> Selected passage:

····················

Regional Sports Nets Central To Small Cable’s Concerns

PITTSBURGH, September 22, 2014 -  The American Cable Association called on the Federal Communications Commission to impose remedial conditions on the AT&T-DirecTV merger to prevent the merged company from overcharging its rival multichannel video programming distributors (MVPDs) and their customers for must-have programming, primarily its regional sports networks (RSNs).

In comments filed with the FCC, ACA demonstrated that the transaction will worsen the existing harm to consumers and competition in the MVPD market arising from DirecTV's control of RSN programming that rivals must have to compete.  ACA urged the agency to address significant shortcomings of previously adopted merger conditions that have been mostly ineffective for small and medium-sized MVPDs.  ACA's merger analysis was performed by Gary Biglaiser, Professor of Economics at the University of North Carolina, Chapel Hill, and former FCC Assistant Chief Economist.

"The proposed AT&T-DirecTV merger represents a significant horizontal expansion of pay-TV distribution assets combined with important RSN assets.  This will exacerbate the harms caused by DirecTV's prior vertical integration and will result in higher costs to competitors and consumers, particularly the smallest MVPDs," ACA President and CEO Matthew M. Polka said.  Polka added that should AT&T and DirecTV fail to develop and propose enforceable commitments to address the harms identified by ACA, the FCC must do so to protect competition and consumers.

DirecTV's three RSNs are Root Sports Pittsburgh; Root Sports Rocky Mountain (Denver); and Root Sports Northwest (Seattle).  Each of these networks carries live and same-day professional sports games AT&T and DirecTV are also in the process of purchasing Comcast SportsNet Houston, which broadcasts the professional games of the NBA Rockets and MLB Astros.

In Sept. 16 comments, ACA explained that DirecTV already has a strong existing incentive and ability to charge higher programming prices to its rivals for its RSNs and that the AT&T-DirecTV merger will increase the vertical harms of DirecTV's ownership of these must-have programming assets.

In his economic analysis, Professor Biglaiser highlighted that a combined AT&T and DirecTV will have an increased opportunity cost in selling its must-have RSN programming to MVPD rivals due to the efficiencies and programming cost savings the merging parties predict will occur.  As Biglaiser explains, the new firm will take that increased opportunity cost into account in setting prices for its RSNs, resulting in MVPD rivals paying more for the RSN programming than they would if DirecTV remained a separate entity.  This, in turn, will harm consumers, who in all likelihood will see these increases passed through to their monthly bills.

ACA's comments underscored the fact that the "baseball" style arbitration remedy the FCC has used in the past to temper the effects of such mergers has proved ineffective, particularly for smaller MVPDs.  The key problem is that smaller MPVDs lack the critical information of broader market pricing information that is necessary for them to properly identify when a programmer is acting on its merger-induced incentive to charge higher programming prices.  Making matters worse, even when a smaller MVPD senses the programmer might be overcharging it, the smaller MVPD's lack of critical information is combined with a crippling information imbalance that favors the programmer.  This information imbalance tips the scale in favor of the programmer when it comes time for each side to formulate a "final offer" at the outset of the arbitration process.  The upshot is that the smaller MVPD's odds of winning an arbitration are quite low.  This is true even in cases where smaller cable operators rely on their chief buying group, the National Cable Television Cooperative (NCTC) to purchase programming.

····················

> To be done:
Reproduce, word for word, the portion of the AT&T-DirecTV merger passage that begins with the words containing "PITTSBURGH, September 22, 2014" and ends with "sports networks (RSNs).".

> Data extract:
····················

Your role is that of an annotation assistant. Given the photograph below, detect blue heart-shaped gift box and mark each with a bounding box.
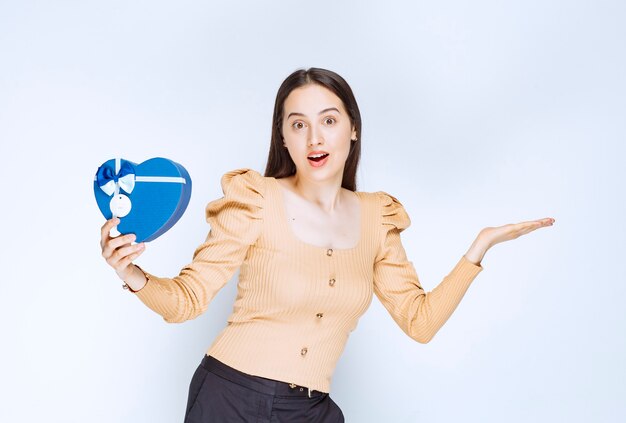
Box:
[93,157,191,242]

····················

> Task result:
PITTSBURGH, September 22, 2014 -  The American Cable Association called on the Federal Communications Commission to impose remedial conditions on the AT&T-DirecTV merger to prevent the merged company from overcharging its rival multichannel video programming distributors (MVPDs) and their customers for must-have programming, primarily its regional sports networks (RSNs).